§ **WHAT THE TASK REQUIRES**
Output exactly the lines from the line with "indicate: tree canopy" through the end of the records below. Include nothing else.

§ **PROVIDED RECORDS**
** START **

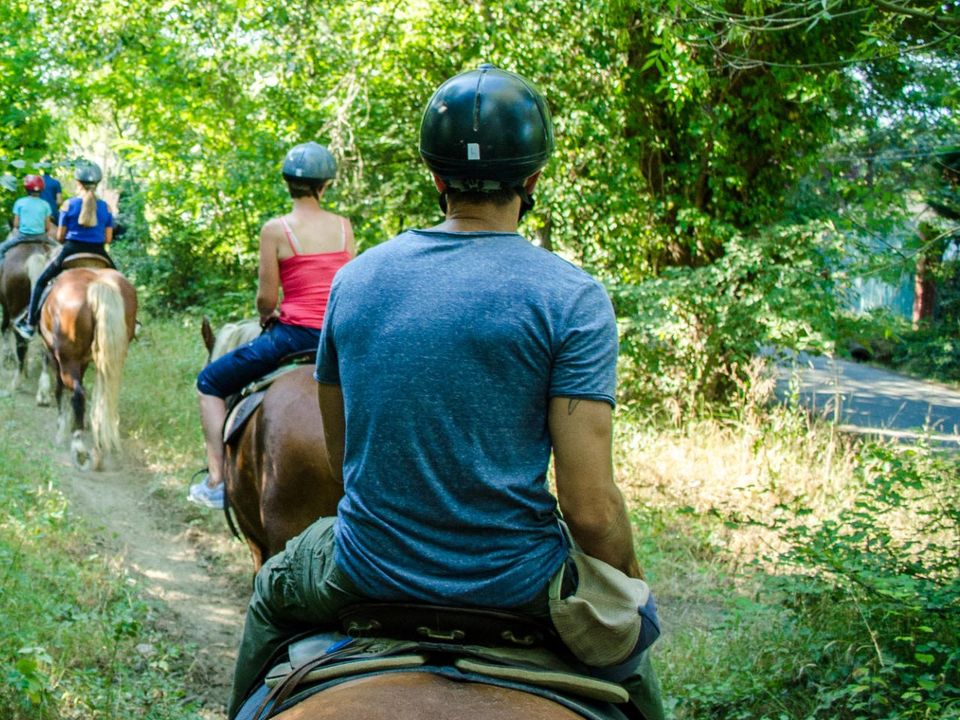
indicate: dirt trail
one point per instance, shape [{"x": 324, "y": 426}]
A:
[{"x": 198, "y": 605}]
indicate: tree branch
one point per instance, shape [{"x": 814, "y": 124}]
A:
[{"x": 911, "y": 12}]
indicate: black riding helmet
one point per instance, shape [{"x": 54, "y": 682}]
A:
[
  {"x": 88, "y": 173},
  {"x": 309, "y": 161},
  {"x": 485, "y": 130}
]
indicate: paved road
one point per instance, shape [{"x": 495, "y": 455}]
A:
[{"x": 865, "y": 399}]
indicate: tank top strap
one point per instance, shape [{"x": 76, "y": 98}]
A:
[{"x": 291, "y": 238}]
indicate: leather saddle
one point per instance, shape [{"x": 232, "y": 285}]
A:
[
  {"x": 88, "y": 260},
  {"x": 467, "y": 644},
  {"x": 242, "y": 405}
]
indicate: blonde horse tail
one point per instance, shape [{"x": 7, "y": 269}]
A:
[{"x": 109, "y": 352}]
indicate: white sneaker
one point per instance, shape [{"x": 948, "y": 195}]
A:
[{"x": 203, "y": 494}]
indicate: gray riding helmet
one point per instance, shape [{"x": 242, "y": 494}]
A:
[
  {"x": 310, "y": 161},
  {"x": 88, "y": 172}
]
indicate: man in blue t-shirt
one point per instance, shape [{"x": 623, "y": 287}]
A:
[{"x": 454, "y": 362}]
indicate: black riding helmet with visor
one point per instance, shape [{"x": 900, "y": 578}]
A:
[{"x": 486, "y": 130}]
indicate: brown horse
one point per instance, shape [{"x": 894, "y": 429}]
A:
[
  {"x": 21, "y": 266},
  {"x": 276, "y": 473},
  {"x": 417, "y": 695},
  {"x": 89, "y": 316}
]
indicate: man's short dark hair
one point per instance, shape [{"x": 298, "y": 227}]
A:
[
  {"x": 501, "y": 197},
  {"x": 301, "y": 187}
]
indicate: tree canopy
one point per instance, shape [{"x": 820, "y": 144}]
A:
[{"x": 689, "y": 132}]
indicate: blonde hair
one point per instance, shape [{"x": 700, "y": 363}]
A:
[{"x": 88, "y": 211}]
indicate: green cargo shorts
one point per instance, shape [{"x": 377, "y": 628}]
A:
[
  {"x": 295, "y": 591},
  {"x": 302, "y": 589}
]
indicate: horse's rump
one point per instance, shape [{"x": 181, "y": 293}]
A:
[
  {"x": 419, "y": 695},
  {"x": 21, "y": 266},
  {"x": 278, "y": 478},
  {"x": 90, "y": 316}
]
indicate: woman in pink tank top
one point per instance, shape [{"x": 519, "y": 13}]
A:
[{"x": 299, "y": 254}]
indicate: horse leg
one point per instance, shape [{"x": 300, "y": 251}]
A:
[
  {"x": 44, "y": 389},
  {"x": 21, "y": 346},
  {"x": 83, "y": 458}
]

** END **

§ **RESPONSE TO THE EXERCISE**
indicate: tree canopy
one point per instance, shape [{"x": 820, "y": 144}]
A:
[{"x": 689, "y": 132}]
indicate: blonde hair
one point per instance, shape [{"x": 700, "y": 363}]
A:
[{"x": 88, "y": 211}]
indicate: green cargo shorts
one point per instance, shape [{"x": 377, "y": 628}]
A:
[
  {"x": 295, "y": 591},
  {"x": 302, "y": 589}
]
indicate: horse's rump
one point per instance, shape [{"x": 181, "y": 293}]
A:
[
  {"x": 419, "y": 695},
  {"x": 21, "y": 266},
  {"x": 278, "y": 478},
  {"x": 90, "y": 316}
]
indicate: woman in pink tank top
one point per instance, shape [{"x": 519, "y": 13}]
A:
[{"x": 299, "y": 254}]
indicate: horse leg
one point per instance, shape [{"x": 300, "y": 251}]
A:
[
  {"x": 44, "y": 389},
  {"x": 21, "y": 346},
  {"x": 83, "y": 458}
]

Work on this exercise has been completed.